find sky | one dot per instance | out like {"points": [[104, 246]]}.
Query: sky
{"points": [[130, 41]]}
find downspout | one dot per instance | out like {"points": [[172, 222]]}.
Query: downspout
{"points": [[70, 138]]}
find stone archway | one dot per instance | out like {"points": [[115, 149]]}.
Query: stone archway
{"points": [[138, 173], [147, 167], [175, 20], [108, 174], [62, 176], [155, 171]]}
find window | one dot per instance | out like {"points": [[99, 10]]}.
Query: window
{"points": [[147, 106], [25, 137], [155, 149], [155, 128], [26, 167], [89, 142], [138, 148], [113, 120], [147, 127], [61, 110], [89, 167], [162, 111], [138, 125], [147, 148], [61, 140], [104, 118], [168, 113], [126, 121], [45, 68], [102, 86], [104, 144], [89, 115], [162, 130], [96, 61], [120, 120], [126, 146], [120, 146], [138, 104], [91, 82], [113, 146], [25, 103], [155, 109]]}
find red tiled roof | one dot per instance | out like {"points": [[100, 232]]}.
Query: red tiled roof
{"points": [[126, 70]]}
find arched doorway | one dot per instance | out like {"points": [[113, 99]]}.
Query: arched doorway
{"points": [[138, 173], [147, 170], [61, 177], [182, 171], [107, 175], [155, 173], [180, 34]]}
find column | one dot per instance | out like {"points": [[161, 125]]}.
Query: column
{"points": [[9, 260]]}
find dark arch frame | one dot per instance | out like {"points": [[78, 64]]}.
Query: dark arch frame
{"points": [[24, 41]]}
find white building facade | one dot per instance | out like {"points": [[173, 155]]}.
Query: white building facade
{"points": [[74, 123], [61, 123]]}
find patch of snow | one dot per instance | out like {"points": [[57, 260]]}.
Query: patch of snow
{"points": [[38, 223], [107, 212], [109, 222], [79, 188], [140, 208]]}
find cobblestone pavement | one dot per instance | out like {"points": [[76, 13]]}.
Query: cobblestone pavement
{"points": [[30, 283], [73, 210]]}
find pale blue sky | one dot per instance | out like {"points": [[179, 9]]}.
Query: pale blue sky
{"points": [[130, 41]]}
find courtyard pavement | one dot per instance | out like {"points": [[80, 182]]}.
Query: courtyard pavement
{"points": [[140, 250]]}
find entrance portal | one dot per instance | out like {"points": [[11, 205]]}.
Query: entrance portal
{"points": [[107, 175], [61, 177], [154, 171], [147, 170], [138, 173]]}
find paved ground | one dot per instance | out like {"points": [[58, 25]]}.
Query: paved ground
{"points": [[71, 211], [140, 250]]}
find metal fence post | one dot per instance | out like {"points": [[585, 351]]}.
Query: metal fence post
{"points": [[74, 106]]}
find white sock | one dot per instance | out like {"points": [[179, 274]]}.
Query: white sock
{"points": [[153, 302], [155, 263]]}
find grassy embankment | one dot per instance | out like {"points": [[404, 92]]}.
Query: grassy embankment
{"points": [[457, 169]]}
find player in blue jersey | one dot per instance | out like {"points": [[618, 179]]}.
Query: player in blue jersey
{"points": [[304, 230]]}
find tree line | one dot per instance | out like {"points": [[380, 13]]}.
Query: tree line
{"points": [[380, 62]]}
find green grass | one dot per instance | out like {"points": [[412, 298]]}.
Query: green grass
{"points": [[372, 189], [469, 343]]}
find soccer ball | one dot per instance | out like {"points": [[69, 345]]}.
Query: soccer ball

....

● **The exercise**: Copy the entries verbatim, starting at the line that contains "find metal fence" and stopping after the final line of the entries.

● **Right answer**:
find metal fence post | one dot per instance | out like {"points": [[585, 351]]}.
Query: metal fence post
{"points": [[74, 106]]}
find white sock | one dot per instance | out like {"points": [[179, 274]]}.
Query: white sock
{"points": [[153, 302], [155, 263]]}
find grassy embankment | one dot per instance | out like {"points": [[404, 92]]}.
Query: grassy embankment
{"points": [[457, 169]]}
find player in blue jersey | one dot per instance | out like {"points": [[618, 179]]}.
Query: player in blue jersey
{"points": [[304, 230]]}
find tree line | one dot per instance | out like {"points": [[380, 13]]}.
Query: tree line
{"points": [[380, 62]]}
find green grass | one dot per instance | out like {"points": [[412, 298]]}.
Query: green grass
{"points": [[372, 189], [469, 343]]}
find soccer ball | one dot per instance | out like {"points": [[69, 345]]}.
Query: soccer ball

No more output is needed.